• **Action item**
Render the data from its first line through the line holding "positive clicks: (398, 350) (398, 349)", inclusive, as a JSON list of strings with one string per line, leaving out any blank lines.

• **Exercise data**
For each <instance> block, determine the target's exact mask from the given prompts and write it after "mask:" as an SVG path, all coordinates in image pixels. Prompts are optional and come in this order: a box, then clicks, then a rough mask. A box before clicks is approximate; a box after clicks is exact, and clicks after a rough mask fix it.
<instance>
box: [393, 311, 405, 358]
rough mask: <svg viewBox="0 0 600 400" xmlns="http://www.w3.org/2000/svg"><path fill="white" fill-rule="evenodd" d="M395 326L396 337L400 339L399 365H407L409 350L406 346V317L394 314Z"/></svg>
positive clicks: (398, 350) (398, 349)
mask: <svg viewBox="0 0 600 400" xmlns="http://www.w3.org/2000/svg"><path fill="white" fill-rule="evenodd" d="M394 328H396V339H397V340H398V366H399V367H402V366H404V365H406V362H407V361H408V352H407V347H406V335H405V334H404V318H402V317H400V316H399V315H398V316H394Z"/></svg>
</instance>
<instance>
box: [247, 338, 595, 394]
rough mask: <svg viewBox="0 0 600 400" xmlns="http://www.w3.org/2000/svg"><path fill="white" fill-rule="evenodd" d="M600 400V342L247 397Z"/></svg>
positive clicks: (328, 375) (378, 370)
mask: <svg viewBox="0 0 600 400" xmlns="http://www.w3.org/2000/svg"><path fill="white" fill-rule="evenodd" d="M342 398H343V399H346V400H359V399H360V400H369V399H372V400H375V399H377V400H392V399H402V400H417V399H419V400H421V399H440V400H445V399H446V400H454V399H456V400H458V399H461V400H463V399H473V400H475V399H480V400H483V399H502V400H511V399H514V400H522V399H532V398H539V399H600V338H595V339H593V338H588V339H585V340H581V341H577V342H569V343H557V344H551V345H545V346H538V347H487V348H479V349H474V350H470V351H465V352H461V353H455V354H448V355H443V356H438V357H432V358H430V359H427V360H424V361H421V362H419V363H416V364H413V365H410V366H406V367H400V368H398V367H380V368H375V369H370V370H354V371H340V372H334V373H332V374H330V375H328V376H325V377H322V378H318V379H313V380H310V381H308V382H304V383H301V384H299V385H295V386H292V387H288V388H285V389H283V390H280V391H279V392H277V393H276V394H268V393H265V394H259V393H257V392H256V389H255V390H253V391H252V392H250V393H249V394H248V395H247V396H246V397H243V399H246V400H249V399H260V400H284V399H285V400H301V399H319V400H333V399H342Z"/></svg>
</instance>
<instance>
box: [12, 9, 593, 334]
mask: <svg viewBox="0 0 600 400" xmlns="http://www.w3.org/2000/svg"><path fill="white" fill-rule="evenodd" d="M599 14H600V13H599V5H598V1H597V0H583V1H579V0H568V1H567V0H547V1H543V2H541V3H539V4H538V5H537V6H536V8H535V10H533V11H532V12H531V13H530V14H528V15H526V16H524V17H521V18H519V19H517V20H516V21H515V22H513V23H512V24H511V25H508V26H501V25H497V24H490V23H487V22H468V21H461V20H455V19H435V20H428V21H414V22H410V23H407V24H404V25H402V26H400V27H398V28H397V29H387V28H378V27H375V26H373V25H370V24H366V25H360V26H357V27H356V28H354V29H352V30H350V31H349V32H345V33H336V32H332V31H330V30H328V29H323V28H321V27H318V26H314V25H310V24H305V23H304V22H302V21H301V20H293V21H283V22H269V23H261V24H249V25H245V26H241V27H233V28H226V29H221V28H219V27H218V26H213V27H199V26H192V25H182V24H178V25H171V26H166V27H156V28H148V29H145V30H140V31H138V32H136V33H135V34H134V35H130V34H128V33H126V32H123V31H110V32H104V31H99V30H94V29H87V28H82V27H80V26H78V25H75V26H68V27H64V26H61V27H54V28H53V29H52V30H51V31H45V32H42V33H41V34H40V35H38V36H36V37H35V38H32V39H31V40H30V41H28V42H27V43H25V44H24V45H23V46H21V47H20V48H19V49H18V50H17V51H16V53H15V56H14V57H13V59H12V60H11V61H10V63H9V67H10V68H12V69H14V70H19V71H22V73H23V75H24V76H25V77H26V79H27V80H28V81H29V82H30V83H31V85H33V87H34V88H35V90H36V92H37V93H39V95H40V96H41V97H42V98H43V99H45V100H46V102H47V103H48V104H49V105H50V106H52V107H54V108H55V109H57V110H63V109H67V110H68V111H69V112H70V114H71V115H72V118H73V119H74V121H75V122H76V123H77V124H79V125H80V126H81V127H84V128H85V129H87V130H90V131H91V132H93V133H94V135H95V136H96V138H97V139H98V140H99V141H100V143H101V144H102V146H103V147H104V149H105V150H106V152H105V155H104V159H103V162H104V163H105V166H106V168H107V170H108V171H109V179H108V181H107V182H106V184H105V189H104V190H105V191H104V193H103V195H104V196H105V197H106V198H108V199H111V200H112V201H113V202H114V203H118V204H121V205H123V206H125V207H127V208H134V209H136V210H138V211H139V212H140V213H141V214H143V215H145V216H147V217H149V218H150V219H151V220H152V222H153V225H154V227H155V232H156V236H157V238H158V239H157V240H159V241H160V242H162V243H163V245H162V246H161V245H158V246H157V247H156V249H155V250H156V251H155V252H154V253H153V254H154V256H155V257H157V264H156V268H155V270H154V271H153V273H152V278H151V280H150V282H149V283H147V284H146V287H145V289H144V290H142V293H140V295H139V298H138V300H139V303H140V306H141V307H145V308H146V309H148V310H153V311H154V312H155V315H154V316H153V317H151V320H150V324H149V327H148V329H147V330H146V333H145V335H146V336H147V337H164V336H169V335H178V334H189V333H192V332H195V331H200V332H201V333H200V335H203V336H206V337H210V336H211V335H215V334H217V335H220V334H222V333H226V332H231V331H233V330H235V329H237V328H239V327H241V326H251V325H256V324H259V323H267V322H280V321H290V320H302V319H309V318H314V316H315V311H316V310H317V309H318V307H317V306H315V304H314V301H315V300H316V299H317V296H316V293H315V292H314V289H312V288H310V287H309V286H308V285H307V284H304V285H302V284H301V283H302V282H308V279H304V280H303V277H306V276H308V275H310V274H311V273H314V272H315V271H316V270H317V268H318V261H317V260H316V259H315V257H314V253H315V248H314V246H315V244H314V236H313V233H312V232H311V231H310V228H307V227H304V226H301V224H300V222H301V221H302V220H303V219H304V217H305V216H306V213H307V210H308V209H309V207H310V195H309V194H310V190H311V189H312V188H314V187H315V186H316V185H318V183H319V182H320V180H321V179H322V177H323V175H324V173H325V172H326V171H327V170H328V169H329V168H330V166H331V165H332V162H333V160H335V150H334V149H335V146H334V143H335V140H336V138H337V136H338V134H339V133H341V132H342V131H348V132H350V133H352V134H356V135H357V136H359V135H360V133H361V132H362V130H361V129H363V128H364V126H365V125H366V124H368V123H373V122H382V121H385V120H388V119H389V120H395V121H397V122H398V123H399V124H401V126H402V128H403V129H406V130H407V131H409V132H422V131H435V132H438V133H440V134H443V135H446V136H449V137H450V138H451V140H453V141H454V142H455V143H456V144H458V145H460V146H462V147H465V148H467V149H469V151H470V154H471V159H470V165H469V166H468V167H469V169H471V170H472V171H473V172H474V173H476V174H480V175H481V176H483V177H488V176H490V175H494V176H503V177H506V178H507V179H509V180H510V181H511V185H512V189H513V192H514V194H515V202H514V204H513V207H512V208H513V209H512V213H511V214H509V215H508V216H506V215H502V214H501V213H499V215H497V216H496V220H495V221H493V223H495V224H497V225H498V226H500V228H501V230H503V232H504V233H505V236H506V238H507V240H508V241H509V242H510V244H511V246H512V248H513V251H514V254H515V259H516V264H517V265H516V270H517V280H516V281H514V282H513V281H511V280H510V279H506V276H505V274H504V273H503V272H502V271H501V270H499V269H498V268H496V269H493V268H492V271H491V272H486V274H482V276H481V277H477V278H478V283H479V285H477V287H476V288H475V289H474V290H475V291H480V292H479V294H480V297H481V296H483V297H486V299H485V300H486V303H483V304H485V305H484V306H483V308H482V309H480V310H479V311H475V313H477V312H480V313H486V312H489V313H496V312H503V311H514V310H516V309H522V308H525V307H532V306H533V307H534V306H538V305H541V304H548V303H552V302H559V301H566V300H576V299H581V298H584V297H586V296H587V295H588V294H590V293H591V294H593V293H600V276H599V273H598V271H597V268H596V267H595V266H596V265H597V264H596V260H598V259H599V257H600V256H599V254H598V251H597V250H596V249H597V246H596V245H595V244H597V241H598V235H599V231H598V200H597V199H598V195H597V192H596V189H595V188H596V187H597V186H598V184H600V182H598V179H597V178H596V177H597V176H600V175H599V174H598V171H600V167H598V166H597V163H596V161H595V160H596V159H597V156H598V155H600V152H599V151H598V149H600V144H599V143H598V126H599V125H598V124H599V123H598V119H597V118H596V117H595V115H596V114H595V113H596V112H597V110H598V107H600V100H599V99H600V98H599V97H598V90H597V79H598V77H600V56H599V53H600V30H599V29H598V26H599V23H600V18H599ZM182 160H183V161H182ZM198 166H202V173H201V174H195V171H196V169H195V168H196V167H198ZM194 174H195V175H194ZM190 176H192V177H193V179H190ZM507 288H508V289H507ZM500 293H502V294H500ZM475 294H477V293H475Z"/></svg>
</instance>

• **Answer to this exercise**
[
  "For each <instance> block, determine the target's exact mask from the given prompts and write it after \"mask:\" as an SVG path, all coordinates in image pixels. Prompts are optional and come in this order: a box, then clicks, then a rough mask. A box before clicks is approximate; a box after clicks is exact, and clicks after a rough mask fix it.",
  "<instance>",
  "box: [393, 311, 405, 358]",
  "rough mask: <svg viewBox=\"0 0 600 400\" xmlns=\"http://www.w3.org/2000/svg\"><path fill=\"white\" fill-rule=\"evenodd\" d=\"M395 326L396 337L400 339L399 365H407L409 350L406 346V317L394 314Z\"/></svg>",
  "positive clicks: (398, 350) (398, 349)"
]